It's tough. Really tough as you indicated by the lack of good information in your text about it. How about this, suppose I have a function that ISN"t a polynomial. I mean trigs, logs, other non-polynomials. Call that function G. And I tell you wherever G is zero or infinity, there is a branch-point and to make a branch-cut, I define a line from one branch-point to another. So Take:

$$f(z)=z+\sqrt{z^2-1}$$

and I know $G(z)=\sqrt{z^2-1}$ is not a polynomial and that the quantity $z^2-1=0$ when $z=\pm 1$. Therefore, from what I said above, the branch points are infinity and $\pm 1$. Thus I can make branch-cuts in several ways, from -1 to infinity AND 1 to infinity, or a branch-cut from -1 to 1 or I can even make one from -1, through 1 and through to infinity. Now in this particular example, the standard way of making branch-cuts would be two ways:

(1) make a cut from -1 to 1

(2) make two cuts: one from -infty to -1 and another one from 1 to infty

Now how about this: even though that's not exactly what you might want, try and use what I said to devise branch-cuts for the other ones.

6. ### clamtrox

939
Are you using √(-1) = i or √(-1) = -i?

7. ### csnsc14320

57
OK, so if I try to map just the square roots to the range (-inf, 0) I get:

1) $$z^2-1=-R$$ where R ranges from (0, inf).
Solving for Z yields $$z = \pm \sqrt{1-R}$$, which for R<1 gives (-1,1), and for R>1 gives (-i inf, +i inf) so I get branch cuts from (-1,1) and the imaginary axis.

2) solving $$1-z^2=-R$$ yields $$z = \pm \sqrt{1+R}$$, which gives me (-inf, -1) and (1, inf) for branch cuts.

3) Solving $$z+1=-R, z-1=-R$$ gives (-inf, -1) and (-inf, 1), but the overlap cancels(?) to just give (-1,1) as the branch cut.

8. ### jackmell

Ok, lemme' tell you something that is a key to understanding branch-cuts: they're arbitrary. That is, you can extend them from the branch-points any way you like. Now, granted, we try and standardize it somewhat as in the case of sqrt(z) where we just arbitrarly set the cut from -infty to 0 but that's not set in stone. I could equally have it run up the imaginary axis from zero or even a stair-step pattern up to infinity. So in the case of
$$\sqrt{1-z^2}$$

you should look at that and immediately conclude the branch points are at -1 and 1 and the branch-cuts can basically extend anyway from those points, like I said, even stair-steps going up from 1 and stairsteps going down from -1. But to make it simple, we just extend the cut from -1 to 1 (branch-point to branch-point) or depending on the application, from -infty to -1 along the real axis is one cut and 1 to +infty on the real axis as another cut with infinity being another branch-point.

*Exercise 1*. In the forum thread on branch cuts, why are the branch points of $f(z)=z+\sqrt{z^2-1}$ taken to be $\pm 1$ and infinity?
*Exercise 2*. Reproduce the passage of the forum thread on branch cuts from "(2) make two" up to and including "the other ones.".

*Listed records*.
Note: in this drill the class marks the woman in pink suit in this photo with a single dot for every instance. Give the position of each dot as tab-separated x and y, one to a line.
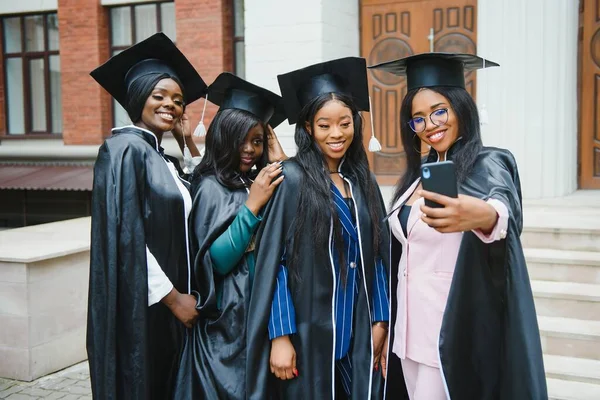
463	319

--

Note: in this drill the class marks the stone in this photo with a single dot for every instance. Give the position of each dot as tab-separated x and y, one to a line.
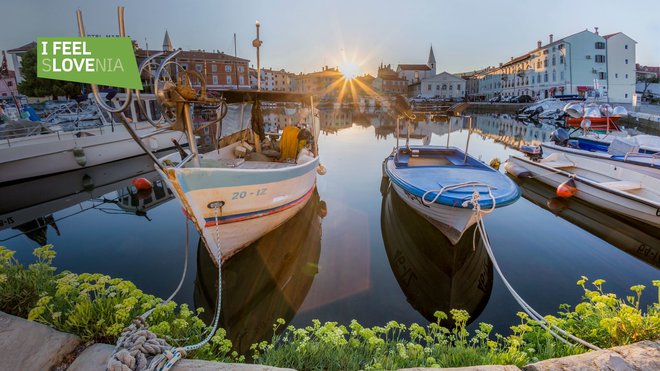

*Expected answer 1*. The thread states that wherever a non-polynomial function G is zero or infinity, there is a branch point. Here $G(z)=\sqrt{z^2-1}$ is not a polynomial, and $z^2-1=0$ when $z=\pm 1$. So the branch points are $\pm 1$ and infinity.

*Expected answer 2*.
(2) make two cuts: one from -infty to -1 and another one from 1 to infty

Now how about this: even though that's not exactly what you might want, try and use what I said to devise branch-cuts for the other ones.